記述問題: 以下のレコードのうち、「Would you please identify the stainless steel gas」を含む行で始まり「column 439, row 249」を含む行で終わる部分を、両端の行も含めて一字一句そのまま書き写してください。
::: 本課題の入力 :::
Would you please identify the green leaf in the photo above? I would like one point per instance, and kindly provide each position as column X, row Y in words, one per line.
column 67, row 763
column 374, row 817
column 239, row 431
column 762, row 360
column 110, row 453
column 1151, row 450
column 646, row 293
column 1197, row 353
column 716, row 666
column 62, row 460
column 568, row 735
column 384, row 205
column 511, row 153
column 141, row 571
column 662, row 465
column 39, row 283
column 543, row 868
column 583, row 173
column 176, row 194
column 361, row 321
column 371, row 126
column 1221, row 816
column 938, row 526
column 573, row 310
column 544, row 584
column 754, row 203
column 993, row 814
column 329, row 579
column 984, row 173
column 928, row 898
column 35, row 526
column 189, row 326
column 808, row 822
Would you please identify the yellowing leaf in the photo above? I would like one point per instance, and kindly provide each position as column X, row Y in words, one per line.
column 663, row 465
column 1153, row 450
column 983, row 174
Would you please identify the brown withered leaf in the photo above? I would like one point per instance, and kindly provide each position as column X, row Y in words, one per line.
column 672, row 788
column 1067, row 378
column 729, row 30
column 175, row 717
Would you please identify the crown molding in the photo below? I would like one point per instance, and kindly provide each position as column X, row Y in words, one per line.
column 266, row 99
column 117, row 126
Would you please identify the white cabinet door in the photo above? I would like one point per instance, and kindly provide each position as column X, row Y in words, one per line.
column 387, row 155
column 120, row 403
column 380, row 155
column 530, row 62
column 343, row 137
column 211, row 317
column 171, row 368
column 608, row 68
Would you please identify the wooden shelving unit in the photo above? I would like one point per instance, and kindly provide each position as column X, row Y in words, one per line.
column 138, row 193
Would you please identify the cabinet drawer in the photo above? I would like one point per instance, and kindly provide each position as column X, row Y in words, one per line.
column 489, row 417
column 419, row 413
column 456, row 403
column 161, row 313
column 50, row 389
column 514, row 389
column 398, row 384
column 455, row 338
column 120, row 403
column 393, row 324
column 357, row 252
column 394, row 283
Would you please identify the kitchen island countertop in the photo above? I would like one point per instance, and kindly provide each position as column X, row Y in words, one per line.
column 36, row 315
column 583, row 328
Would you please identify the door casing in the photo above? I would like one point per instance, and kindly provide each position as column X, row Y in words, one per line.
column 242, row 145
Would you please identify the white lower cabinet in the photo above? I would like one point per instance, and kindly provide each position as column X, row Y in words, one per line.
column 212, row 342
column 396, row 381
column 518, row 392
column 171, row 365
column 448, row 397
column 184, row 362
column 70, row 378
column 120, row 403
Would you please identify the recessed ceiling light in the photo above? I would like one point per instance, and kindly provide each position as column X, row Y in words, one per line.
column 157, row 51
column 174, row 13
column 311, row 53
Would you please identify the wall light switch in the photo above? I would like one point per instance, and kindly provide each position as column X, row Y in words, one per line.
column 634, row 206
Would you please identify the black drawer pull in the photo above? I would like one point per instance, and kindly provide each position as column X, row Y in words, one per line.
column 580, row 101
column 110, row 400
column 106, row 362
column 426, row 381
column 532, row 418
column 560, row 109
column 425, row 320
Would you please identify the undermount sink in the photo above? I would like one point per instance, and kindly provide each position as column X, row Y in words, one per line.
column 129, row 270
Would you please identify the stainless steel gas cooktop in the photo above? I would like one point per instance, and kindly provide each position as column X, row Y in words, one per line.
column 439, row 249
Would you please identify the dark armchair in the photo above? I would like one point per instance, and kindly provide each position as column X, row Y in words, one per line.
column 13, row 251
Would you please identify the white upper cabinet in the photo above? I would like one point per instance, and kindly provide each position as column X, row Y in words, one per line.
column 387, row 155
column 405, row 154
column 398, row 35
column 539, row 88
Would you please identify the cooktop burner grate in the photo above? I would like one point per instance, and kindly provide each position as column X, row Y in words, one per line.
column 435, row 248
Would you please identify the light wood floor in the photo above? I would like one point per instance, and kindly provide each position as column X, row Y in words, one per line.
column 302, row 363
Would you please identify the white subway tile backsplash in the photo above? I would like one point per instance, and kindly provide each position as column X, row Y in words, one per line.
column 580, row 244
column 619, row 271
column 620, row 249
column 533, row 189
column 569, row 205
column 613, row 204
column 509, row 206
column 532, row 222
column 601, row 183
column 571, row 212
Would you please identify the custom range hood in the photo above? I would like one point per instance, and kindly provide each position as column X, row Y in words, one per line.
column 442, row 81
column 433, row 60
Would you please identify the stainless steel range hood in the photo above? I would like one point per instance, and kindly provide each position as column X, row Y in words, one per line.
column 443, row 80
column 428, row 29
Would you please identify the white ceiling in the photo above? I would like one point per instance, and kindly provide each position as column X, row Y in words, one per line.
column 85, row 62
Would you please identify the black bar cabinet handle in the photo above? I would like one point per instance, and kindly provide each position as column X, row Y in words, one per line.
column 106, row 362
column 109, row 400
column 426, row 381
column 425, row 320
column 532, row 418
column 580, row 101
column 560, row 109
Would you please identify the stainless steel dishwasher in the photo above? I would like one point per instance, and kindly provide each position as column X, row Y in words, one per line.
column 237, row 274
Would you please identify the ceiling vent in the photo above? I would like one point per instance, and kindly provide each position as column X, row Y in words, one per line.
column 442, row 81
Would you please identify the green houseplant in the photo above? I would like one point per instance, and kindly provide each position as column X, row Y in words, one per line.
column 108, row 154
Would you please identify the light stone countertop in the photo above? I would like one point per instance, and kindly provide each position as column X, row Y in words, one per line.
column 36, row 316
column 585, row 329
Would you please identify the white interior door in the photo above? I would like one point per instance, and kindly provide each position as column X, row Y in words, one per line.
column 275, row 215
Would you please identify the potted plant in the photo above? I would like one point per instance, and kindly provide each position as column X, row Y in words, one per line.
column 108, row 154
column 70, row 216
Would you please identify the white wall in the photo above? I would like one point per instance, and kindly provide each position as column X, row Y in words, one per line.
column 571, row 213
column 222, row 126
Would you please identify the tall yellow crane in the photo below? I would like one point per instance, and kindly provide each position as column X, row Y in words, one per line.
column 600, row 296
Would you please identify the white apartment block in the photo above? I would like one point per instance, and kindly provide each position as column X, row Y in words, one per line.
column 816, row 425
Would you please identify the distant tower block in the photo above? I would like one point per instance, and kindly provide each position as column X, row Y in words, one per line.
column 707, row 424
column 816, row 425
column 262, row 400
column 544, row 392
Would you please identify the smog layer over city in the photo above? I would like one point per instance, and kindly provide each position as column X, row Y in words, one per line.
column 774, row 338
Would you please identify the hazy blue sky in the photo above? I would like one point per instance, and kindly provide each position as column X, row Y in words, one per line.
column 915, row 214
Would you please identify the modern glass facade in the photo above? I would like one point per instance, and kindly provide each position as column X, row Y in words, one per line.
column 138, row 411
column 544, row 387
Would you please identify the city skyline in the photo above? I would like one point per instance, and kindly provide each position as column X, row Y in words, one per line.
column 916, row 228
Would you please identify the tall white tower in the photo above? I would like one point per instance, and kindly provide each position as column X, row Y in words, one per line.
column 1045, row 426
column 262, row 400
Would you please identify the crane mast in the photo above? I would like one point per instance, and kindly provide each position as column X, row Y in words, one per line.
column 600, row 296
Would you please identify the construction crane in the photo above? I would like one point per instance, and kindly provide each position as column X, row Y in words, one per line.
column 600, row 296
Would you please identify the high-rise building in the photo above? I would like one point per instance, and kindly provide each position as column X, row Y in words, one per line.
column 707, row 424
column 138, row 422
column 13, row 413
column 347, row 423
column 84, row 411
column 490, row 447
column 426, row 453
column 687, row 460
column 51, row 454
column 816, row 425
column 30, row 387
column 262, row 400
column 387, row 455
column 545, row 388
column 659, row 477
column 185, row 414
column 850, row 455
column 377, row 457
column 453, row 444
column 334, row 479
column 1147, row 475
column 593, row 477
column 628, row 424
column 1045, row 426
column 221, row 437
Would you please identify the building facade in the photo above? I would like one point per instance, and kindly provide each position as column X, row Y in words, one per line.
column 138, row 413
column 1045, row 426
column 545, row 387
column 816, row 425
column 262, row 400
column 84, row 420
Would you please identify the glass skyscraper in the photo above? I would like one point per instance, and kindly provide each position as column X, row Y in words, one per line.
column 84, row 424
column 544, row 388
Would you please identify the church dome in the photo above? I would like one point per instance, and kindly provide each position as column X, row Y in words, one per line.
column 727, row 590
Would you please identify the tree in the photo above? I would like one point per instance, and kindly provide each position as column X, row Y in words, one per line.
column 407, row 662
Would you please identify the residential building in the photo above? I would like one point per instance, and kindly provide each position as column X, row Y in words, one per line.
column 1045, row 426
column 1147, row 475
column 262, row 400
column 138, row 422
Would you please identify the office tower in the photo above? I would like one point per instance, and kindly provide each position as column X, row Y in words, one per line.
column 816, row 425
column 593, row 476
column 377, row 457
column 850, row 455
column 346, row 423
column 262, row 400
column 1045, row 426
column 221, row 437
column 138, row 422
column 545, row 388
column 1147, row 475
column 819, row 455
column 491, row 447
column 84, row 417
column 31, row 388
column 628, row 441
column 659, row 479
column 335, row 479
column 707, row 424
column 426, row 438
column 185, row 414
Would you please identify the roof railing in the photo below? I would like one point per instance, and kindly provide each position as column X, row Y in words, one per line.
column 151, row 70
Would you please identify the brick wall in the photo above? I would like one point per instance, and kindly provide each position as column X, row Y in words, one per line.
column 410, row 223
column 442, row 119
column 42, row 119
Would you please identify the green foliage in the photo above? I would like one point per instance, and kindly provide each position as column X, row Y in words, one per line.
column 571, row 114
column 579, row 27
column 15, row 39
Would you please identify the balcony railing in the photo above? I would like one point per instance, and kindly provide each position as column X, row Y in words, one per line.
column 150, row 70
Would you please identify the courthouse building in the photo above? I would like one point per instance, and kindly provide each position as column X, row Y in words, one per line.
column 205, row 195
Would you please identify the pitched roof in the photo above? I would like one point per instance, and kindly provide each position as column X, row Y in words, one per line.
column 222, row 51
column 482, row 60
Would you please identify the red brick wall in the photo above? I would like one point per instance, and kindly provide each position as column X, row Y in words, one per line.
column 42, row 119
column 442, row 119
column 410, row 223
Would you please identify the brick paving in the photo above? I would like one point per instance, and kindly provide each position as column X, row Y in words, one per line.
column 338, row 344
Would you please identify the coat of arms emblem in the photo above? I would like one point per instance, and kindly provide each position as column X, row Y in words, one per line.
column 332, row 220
:::
完全な回答:
Would you please identify the stainless steel gas cooktop in the photo above? I would like one point per instance, and kindly provide each position as column X, row Y in words, one per line.
column 439, row 249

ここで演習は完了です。